■ Текст документа
^^^^
По-моему, фильм просто гениальный. В нем главный персонаж — такой молодой полускульптурный герой, вообще все люди в фильме немножко полускульптурные: они двигаются, ведут какие-то диалоги и потом застывают в барельефных позах. Юрий Олеша и Абрам Роом создают образ конца 30-х годов — образ утопического общества. Молодой герой говорит: «Современный юноша должен любить свое правительство». И его мускулы наливаются и становятся рельефными. Там показаны архитектурные строения, которые воображаешь, думая о неоплатоновской стране.
Я подумал: может быть, в современном кино можно сделать что-то в этом роде? Конечно, сразу представив себе внешнее и внутреннее убранство нашей высотки… Тут столько всяких мест, различных архитектурных поворотов, тупичков и ответвлений… Начал с этой идеей делиться с друзьями. Многие восклицали: «Потрясающе!» И дальше дело не шло. А я все думал о кино, где главными героями должны были быть сталинские фавориты, плейбои, какие-нибудь полярники, какие-нибудь писатели. Между ними можно будет разыграть мелодраму с красавицей из этого дома…
— Вы хотели лишь разыграть любовную историю и не выходить ни на какие другие темы?
^^^^
■ Предоставленные записи
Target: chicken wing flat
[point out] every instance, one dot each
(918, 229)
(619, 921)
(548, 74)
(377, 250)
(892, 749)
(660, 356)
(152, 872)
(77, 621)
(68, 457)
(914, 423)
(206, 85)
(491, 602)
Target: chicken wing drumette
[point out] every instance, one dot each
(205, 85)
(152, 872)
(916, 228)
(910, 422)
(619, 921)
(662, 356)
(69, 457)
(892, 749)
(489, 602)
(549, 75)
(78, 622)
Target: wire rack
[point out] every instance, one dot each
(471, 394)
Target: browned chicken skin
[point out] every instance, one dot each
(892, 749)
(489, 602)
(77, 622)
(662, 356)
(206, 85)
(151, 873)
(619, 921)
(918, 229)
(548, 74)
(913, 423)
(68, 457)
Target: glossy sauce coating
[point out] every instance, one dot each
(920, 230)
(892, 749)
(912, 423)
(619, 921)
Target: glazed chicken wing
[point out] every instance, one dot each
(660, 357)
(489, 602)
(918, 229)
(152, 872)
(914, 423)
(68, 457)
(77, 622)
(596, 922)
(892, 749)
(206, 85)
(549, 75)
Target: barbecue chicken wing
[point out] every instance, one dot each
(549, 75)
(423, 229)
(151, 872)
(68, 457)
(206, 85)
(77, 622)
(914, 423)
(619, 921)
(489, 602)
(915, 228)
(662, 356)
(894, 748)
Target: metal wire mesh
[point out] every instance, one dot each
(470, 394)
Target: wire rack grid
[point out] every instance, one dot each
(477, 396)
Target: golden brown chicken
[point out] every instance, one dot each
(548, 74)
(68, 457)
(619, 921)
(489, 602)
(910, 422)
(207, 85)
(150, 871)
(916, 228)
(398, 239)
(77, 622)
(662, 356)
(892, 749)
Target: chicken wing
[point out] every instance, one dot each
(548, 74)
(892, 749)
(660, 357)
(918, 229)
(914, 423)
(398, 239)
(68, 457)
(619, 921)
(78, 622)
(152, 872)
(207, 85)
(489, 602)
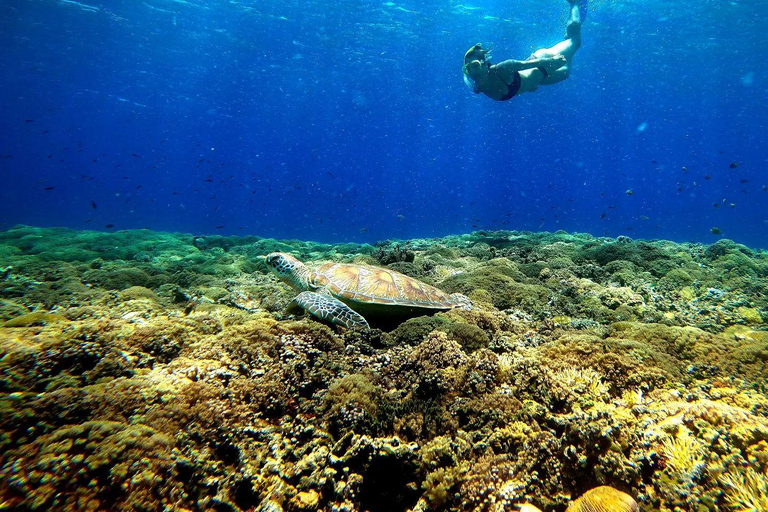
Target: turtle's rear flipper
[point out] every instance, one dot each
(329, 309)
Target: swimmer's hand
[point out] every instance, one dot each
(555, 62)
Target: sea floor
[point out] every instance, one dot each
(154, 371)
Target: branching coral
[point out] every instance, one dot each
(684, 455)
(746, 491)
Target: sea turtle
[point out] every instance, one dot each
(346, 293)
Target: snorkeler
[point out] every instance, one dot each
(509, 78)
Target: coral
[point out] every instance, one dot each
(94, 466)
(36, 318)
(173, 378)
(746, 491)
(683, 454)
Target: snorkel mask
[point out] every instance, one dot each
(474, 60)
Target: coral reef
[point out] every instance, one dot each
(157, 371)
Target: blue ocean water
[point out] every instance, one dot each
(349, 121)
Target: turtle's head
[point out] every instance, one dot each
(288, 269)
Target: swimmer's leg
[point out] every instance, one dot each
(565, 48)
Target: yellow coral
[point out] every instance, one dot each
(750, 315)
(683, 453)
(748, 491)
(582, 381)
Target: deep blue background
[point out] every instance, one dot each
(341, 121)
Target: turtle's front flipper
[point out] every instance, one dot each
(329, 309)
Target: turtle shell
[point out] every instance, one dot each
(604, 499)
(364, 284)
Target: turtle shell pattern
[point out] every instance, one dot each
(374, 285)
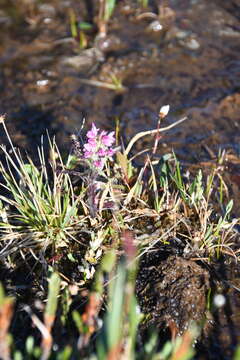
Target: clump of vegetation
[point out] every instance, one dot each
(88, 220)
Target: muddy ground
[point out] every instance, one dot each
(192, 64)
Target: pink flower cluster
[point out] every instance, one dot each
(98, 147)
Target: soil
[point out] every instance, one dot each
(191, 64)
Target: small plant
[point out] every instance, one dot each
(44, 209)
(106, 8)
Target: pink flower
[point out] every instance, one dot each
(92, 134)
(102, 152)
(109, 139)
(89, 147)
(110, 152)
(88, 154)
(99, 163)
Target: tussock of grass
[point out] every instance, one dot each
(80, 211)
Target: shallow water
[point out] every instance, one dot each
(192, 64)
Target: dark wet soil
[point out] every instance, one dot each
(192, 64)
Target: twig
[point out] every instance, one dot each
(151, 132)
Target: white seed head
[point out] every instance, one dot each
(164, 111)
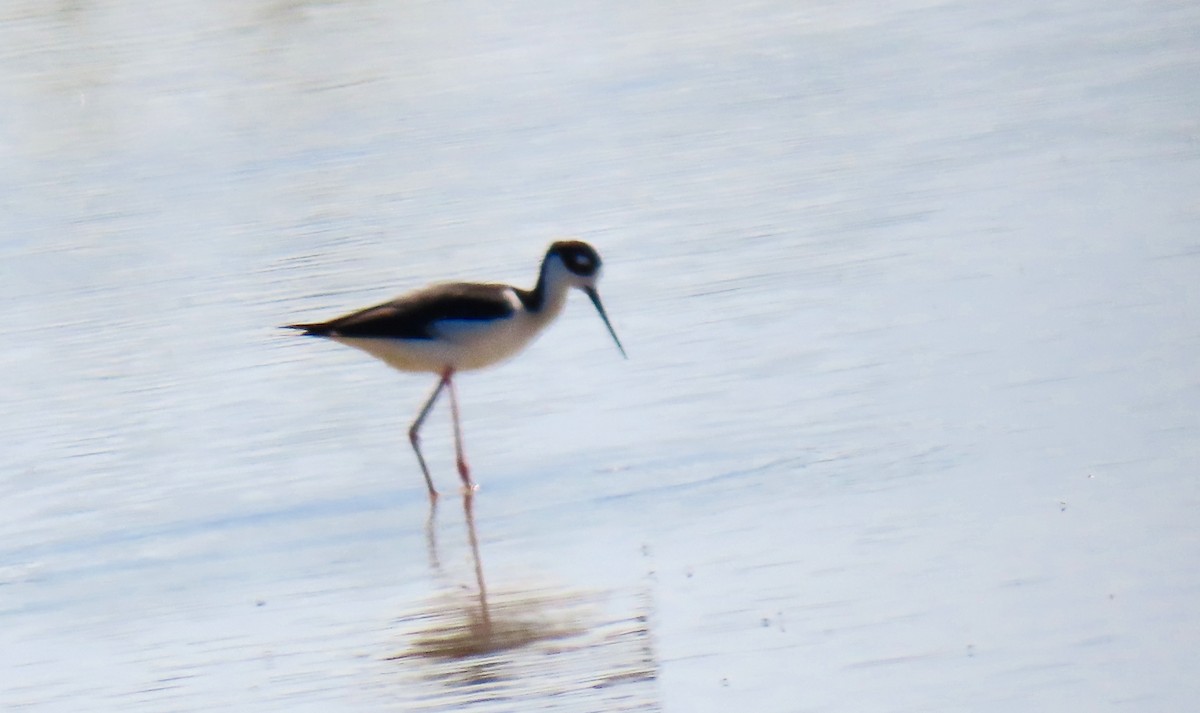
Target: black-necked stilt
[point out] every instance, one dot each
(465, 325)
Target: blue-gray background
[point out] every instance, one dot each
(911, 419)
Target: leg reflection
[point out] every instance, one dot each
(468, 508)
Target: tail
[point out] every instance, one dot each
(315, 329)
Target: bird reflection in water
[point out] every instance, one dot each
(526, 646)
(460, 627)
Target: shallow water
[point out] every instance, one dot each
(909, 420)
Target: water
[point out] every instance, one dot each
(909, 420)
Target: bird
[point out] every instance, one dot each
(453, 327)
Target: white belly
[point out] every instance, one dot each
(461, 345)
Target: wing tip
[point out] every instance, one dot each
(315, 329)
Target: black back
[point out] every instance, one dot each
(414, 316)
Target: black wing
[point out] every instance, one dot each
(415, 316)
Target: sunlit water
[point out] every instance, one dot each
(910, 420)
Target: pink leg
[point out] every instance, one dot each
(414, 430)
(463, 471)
^^^^
■ Условие задания
Перепишите из текста документа отрывок, начиная со слов «Я подумал: может» и заканчивая словами «какие другие темы?» включительно. Записи взяты из другого источника.

■ Полное решение
Я подумал: может быть, в современном кино можно сделать что-то в этом роде? Конечно, сразу представив себе внешнее и внутреннее убранство нашей высотки… Тут столько всяких мест, различных архитектурных поворотов, тупичков и ответвлений… Начал с этой идеей делиться с друзьями. Многие восклицали: «Потрясающе!» И дальше дело не шло. А я все думал о кино, где главными героями должны были быть сталинские фавориты, плейбои, какие-нибудь полярники, какие-нибудь писатели. Между ними можно будет разыграть мелодраму с красавицей из этого дома…
— Вы хотели лишь разыграть любовную историю и не выходить ни на какие другие темы?